• Extract:
——————

4.3. Performance of the Proposed Model
The proposed PC-LossGNN model demonstrated robust performance on the test set, with the aggregated results over five independent runs summarized in
Table 2. The model achieved a mean overall accuracy of 0.9914 ± 0.0001, a metric largely driven by its reliable classification of the dominant Normal class. More informative for the imbalanced setting are the macro-averaged metrics, which assign equal weight to each of the five categories. The model attained a macro-averaged F1-Score of 0.8503 ± 0.0039, indicating a competent and well-balanced classification performance across all five classes, including the rare anomaly types. The small standard deviation confirms that this result is stable across different random initializations and is not dependent on a single favorable training trajectory. The corresponding 5 × 5 confusion matrix of the proposed model on the test set is shown in
Figure 9.

——————

• Task details:
Carry on the section on the proposed model's performance, picking up after its last sentence. The data that follows comes from a different source than the section above.

• Data shown:
——————

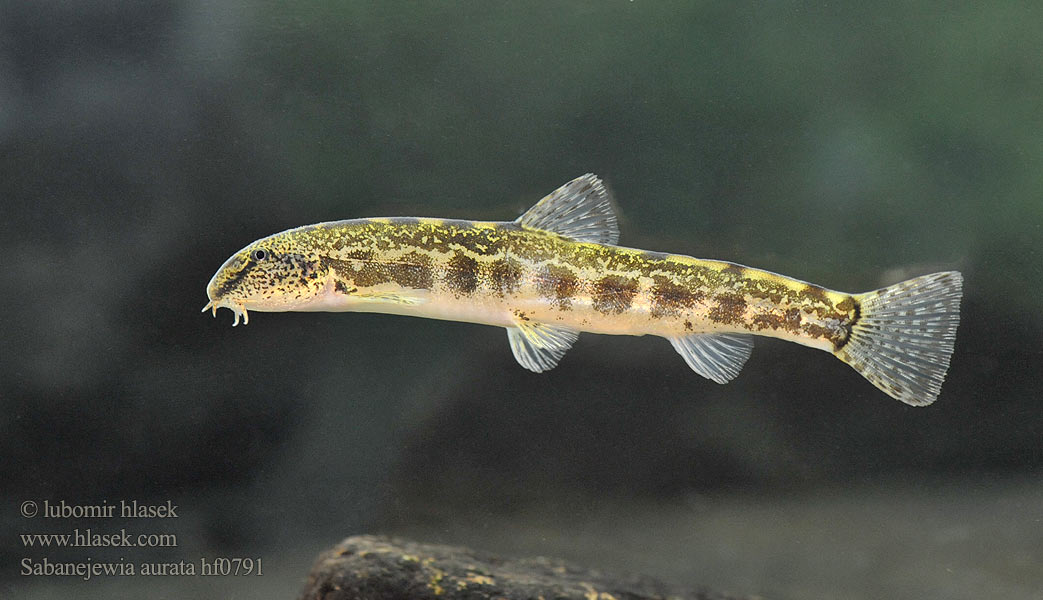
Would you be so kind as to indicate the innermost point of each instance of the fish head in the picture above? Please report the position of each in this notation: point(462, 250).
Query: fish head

——————

• Solved problem:
To situate the performance of PC-LossGNN within a broader context, it was benchmarked against six baseline models, including two recent physics-aware spatiotemporal GNNs. The quantitative results are presented in
Table 3, and the distributions of macro F1-Scores across five independent runs are visualized in
Figure 10 and
Figure 11.
The analysis reveals a clear performance hierarchy that provides insight into the relative importance of different modeling capabilities. The non-spatiotemporal baselines achieved macro F1-Scores of 0.6659, 0.7086, and 0.7465 for XGBoost, LSTM, and GCN, respectively. This progression confirms that explicitly modeling spatial or temporal dependencies individually yields incremental gains, but addressing either dimension in isolation is insufficient for capturing the complex dynamics of line loss anomalies.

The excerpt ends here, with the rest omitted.